→ **TEXTO CITADO**
━━━

Las Juntas de Defensa fueron unas organizaciones corporativas militares, de carácter pretoriano, aparecidas en 1916 y legalizadas en España en junio de 1917, durante el reinado de Alfonso XIII. Amparadas por el rey, ejercieron como grupo de presión militar sobre el poder civil, interviniendo activamente en la vida política y contribuyendo así a la crisis del régimen de la Restauración. Reconvertidas en «Comisiones Informativas» en enero de 1922, fueron abolidas en noviembre del mismo año, diez meses antes del golpe de Estado de Primo de Rivera que puso fin al periodo constitucional del reinado de Alfonso XIII.
Las Juntas de Defensa agrupaban a los jefes y oficiales con destino en la península que reclamaban el aumento de sus salarios (su poder adquisitivo había disminuido a causa de la inflación provocada por la Gran Guerra) y que también protestaban por los rápidos ascensos por «méritos de guerra» que obtenían sus compañeros destinados en Marruecos, que les permitían aumentar sus ingresos y progresar en el escalafón.
El origen de las Juntas de Defensa se remonta al descontento provocado entre ciertos sectores del Ejército por los intentos de reforma militar emprendidos por los gobiernos del conservador Eduardo Dato y del liberal conde de Romanones. En efecto, el general Ramón Echagüe y Méndez Vigo, ministro de la Guerra con Dato, presentó en noviembre de 1915 un plan de reducción del excesivo número de oficiales —uno de los grandes problemas del ejército español— mediante retiros anticipados, pero no logró que se aprobara, pues el gobierno cayó al mes siguiente. El plan fue retomado por su sucesor al frente del Ministerio de la Guerra, el general Agustín Luque y Coca, que incluía la amortización de un buen número de vacantes, con lo que unos 4.800 jefes y oficiales quedarían sin destino. Además, establecía una fórmula de compromiso sobre el polémico tema de los ascensos: mantener los ascensos por antigüedad en tiempos de paz, aunque introduciendo exámenes para valorar la aptitud de los candidatos, y dejando abierta la posibilidad de que se pudieran conceder ascensos por méritos en el futuro, que serían supervisados por el Consejo Supremo de Guerra y Marina.
El plan suscitó el rechazo de los jefes y oficiales de grado inferior a coronel con destino en la península ibérica, que eran los más afectados por la reforma y que además defendían la escala cerrada en los ascensos —es decir por estricta antigüedad, sin exámenes de por medio—. Así, en 1916 se formó en Barcelona una «junta de defensa» del Arma de Ingenieros que además reclamaba poder compatibilizar sus destinos con la práctica civil de la profesión. En el otoño siguieron su ejemplo, también en Barcelona, los oficiales del Arma de infantería creando su propia junta, que no solo se oponía a la reforma del general Luque, sino también a los ascensos por méritos y al favoritismo en su concesión, y además reclamaba el aumento de sus sueldos, cuyo poder adquisitivo se había visto reducido por la inflación provocada por la Gran Guerra. El movimiento «juntero» se extendió por toda la península, formando una red de juntas locales y regionales que culminaba en una «Junta Central de Defensa», con sede en Barcelona, y a cuyo frente estaba el coronel del regimiento de Vergara, Benito Márquez Martínez.

━━━

Fragmentos de datos de etiquetado de ubicaciones:

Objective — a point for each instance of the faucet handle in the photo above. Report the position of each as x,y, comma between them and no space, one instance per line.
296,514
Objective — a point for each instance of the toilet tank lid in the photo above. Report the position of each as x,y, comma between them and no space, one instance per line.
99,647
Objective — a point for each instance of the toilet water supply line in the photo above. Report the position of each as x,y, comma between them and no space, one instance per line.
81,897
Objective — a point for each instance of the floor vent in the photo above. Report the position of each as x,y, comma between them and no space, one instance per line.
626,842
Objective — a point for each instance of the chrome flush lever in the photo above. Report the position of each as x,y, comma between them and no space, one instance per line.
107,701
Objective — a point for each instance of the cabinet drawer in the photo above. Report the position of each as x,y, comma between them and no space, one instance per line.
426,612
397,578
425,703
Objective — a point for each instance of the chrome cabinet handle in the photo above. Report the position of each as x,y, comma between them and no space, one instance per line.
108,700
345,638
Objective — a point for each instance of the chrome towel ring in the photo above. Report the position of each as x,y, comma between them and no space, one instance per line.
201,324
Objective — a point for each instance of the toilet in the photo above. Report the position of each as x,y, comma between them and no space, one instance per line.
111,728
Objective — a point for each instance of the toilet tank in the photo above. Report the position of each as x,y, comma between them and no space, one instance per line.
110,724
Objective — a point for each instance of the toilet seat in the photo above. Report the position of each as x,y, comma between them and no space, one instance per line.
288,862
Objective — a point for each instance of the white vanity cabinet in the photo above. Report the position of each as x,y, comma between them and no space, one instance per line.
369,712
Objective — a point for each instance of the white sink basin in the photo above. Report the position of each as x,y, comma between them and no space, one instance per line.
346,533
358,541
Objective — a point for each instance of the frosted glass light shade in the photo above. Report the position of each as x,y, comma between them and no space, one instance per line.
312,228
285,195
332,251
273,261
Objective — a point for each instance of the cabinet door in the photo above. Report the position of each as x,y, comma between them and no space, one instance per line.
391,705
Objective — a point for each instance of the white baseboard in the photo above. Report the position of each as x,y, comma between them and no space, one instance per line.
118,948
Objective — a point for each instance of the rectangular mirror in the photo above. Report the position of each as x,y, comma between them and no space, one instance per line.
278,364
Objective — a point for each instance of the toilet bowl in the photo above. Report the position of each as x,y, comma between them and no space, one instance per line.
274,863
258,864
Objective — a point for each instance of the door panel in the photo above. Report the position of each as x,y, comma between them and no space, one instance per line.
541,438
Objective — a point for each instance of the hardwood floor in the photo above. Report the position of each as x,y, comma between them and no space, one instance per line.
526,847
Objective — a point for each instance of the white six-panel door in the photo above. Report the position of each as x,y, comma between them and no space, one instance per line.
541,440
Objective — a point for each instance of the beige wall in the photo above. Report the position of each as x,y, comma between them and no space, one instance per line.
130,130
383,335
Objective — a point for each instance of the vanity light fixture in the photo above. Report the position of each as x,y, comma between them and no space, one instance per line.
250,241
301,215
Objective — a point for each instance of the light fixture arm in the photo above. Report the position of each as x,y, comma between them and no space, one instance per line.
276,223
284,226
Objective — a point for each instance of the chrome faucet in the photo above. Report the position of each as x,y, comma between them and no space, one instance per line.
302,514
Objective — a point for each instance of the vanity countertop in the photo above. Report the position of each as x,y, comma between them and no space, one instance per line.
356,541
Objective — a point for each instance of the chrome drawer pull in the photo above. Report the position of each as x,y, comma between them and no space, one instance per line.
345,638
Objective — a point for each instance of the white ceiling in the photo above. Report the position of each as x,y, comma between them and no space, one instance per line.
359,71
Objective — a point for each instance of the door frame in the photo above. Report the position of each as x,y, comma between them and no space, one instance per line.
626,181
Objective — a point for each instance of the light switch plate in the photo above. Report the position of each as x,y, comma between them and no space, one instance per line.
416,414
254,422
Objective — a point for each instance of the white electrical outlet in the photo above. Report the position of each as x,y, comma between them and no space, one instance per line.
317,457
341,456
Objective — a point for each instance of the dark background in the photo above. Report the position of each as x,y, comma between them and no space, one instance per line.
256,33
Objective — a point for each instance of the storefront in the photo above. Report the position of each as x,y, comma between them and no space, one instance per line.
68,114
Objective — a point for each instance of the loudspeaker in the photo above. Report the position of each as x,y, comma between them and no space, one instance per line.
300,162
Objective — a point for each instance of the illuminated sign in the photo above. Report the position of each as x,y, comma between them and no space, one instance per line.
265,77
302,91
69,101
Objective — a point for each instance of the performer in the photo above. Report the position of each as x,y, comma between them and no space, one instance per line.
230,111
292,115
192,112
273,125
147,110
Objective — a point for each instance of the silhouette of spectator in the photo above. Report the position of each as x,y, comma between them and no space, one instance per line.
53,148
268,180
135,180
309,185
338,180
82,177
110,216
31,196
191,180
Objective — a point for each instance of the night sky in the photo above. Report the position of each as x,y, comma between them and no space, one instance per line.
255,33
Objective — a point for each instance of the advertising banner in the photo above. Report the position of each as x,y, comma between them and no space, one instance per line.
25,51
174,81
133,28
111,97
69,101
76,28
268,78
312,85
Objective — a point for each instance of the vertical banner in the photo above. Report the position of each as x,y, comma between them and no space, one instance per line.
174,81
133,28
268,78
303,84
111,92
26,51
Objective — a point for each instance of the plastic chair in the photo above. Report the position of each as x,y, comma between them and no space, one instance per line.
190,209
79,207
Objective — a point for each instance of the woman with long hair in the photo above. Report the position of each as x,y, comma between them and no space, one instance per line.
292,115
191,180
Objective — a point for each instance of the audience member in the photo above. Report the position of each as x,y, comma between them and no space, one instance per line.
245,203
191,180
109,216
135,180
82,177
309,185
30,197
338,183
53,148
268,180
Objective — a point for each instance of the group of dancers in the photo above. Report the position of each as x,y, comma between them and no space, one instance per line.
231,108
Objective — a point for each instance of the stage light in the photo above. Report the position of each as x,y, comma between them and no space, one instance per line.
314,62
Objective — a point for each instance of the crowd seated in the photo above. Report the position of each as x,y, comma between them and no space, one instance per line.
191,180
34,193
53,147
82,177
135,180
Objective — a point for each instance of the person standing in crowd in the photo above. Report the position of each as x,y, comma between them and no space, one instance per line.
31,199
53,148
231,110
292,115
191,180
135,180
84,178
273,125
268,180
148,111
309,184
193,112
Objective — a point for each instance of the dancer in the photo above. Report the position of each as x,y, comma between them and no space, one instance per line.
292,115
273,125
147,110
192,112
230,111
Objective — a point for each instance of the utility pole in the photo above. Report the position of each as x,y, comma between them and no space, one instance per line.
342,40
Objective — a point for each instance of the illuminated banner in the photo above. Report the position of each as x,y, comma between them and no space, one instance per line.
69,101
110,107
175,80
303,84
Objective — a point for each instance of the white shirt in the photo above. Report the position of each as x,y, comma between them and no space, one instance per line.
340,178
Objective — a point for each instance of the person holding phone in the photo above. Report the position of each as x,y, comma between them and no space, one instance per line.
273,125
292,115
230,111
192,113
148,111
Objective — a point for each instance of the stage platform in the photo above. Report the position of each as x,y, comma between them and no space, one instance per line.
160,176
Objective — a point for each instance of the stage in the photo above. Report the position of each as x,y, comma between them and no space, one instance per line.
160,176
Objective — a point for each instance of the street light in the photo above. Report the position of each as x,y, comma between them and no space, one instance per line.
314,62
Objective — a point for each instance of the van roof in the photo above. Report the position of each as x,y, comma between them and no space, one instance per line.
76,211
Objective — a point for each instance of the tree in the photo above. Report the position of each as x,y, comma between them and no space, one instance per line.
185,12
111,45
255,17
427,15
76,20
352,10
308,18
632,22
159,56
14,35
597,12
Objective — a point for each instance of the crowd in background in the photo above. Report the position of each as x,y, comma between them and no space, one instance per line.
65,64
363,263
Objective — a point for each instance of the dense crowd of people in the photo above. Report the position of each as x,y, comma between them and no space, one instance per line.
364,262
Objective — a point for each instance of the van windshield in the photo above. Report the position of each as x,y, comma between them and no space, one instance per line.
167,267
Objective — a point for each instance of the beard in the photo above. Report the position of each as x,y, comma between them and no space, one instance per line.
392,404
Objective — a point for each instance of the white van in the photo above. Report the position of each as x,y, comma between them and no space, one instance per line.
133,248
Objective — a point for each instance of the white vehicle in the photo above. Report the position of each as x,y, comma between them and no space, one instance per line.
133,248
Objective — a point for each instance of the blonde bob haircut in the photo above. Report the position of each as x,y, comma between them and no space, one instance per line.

━━━

→ **EJERCICIO PROPUESTO**
Responde a partir del texto sobre las Juntas de Defensa:
(a) ¿En qué mes y año fueron abolidas las Juntas de Defensa?
(b) ¿Cuántos jefes y oficiales quedarían sin destino con el plan del general Luque?
(c) ¿Quién estaba al frente de la «Junta Central de Defensa»?
Las líneas proceden de una fuente distinta a la del texto.

→ **RESPUESTA CORRECTA**
(a) En noviembre de 1922.
(b) Unos 4.800.
(c) El coronel del regimiento de Vergara, Benito Márquez Martínez.